===== Extract =====

RUSH: Here’s Laura in Erie, Pennsylvania. Hi, Laura. Welcome to the program.
CALLER: Oh, hi, Rush. Thank you for everything you do.
RUSH: Thank you.
CALLER: Especially keeping the morale of our troops and our heroes across the world very high. Thank you for that.
RUSH: Thank you very much for calling. I appreciate your comments.
CALLER: Well, and is it true that you have been nominated for the Nobel Peace Prize?
RUSH: Yes, I have been nominated for the Nobel Peace Prize. In fact, because of my excellent peacemaking skills, I have offered to mediate the fight that’s broken out between David Geffen, Barack Obama, and Hillary Clinton. I offered to do it, have a meeting, you know, have negotiations, and diplomacy to solve this. Democrats want diplomacy to solve every conflict. Well, I’m offering my diplomatic skills to solve this here in my home town of Palm Beach, Florida. We call it the Palm Beach Accords. Yes, I have been nominated for the Nobel Peace Prize.

===== Stored records =====

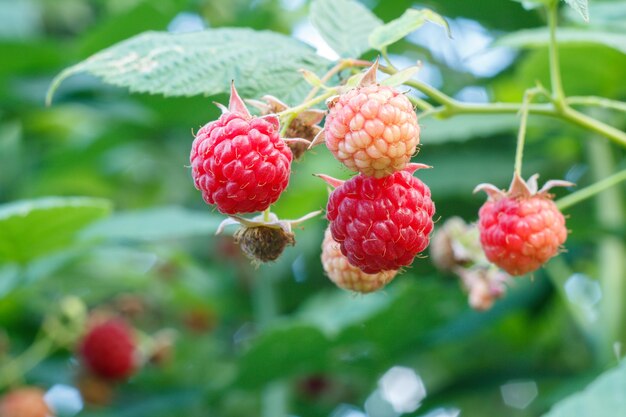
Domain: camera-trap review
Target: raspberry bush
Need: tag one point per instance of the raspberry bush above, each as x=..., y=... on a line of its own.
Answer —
x=164, y=253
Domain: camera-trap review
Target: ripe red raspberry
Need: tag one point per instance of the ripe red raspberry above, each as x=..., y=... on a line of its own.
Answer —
x=381, y=223
x=109, y=351
x=239, y=162
x=347, y=276
x=24, y=402
x=372, y=129
x=521, y=229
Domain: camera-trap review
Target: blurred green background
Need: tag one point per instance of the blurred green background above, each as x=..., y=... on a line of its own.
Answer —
x=281, y=338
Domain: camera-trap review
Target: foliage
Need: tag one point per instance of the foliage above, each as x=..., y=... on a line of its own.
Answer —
x=280, y=339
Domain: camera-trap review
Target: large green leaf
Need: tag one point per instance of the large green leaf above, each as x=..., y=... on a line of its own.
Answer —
x=397, y=29
x=187, y=64
x=603, y=397
x=466, y=127
x=32, y=228
x=345, y=25
x=154, y=224
x=532, y=38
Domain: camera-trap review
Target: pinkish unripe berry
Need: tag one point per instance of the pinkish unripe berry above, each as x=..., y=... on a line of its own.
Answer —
x=239, y=162
x=372, y=129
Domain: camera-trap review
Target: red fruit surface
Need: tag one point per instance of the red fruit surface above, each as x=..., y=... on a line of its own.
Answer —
x=347, y=276
x=521, y=234
x=108, y=350
x=240, y=163
x=381, y=224
x=372, y=130
x=24, y=402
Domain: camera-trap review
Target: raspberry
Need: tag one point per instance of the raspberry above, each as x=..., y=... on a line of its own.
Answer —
x=382, y=223
x=346, y=276
x=239, y=162
x=24, y=402
x=372, y=129
x=521, y=229
x=108, y=350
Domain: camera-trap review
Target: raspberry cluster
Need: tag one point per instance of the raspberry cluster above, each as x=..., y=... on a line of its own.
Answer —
x=380, y=219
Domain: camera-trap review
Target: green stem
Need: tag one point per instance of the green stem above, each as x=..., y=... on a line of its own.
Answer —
x=568, y=114
x=521, y=134
x=555, y=68
x=594, y=125
x=420, y=103
x=596, y=102
x=15, y=369
x=294, y=111
x=590, y=191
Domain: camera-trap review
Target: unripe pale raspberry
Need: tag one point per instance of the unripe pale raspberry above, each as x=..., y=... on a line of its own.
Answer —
x=372, y=129
x=108, y=350
x=347, y=276
x=239, y=162
x=382, y=223
x=24, y=402
x=521, y=229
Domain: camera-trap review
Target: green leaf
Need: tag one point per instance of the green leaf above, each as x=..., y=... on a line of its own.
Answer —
x=345, y=25
x=400, y=77
x=397, y=29
x=603, y=397
x=187, y=64
x=32, y=228
x=282, y=351
x=333, y=311
x=154, y=224
x=465, y=127
x=581, y=6
x=532, y=38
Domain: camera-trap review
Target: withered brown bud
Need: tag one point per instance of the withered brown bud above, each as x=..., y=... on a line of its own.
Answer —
x=262, y=243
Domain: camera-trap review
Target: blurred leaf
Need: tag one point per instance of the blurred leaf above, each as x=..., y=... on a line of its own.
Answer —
x=141, y=17
x=600, y=76
x=19, y=19
x=154, y=224
x=335, y=310
x=532, y=38
x=345, y=25
x=281, y=351
x=186, y=64
x=33, y=228
x=465, y=127
x=581, y=6
x=603, y=397
x=397, y=29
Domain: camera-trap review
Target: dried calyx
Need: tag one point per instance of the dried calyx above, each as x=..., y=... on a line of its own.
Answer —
x=264, y=238
x=302, y=129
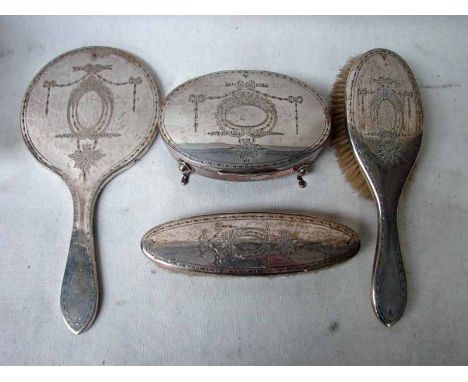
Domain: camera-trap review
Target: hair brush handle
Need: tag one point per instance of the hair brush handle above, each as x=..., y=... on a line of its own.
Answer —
x=388, y=279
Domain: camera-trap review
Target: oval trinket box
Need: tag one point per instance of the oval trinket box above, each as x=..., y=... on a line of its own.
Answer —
x=250, y=243
x=244, y=125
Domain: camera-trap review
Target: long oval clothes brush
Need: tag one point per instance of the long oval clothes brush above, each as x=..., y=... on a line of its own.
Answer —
x=377, y=124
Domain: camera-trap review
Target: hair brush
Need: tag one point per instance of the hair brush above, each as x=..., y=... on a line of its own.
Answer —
x=377, y=123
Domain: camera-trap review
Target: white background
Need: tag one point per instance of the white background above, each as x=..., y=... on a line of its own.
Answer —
x=153, y=316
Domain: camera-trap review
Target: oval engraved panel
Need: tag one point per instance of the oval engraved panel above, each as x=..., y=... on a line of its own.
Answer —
x=250, y=243
x=246, y=116
x=243, y=122
x=385, y=106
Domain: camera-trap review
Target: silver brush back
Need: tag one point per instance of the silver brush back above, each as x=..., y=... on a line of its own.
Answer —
x=385, y=122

=====

Translate this sentence from the radio transcript into Spanish: "Democrats want diplomacy to solve every conflict." The items play no part in this exercise.

_Right answer_:
Los demócratas quieren que la diplomacia resuelva todos los conflictos.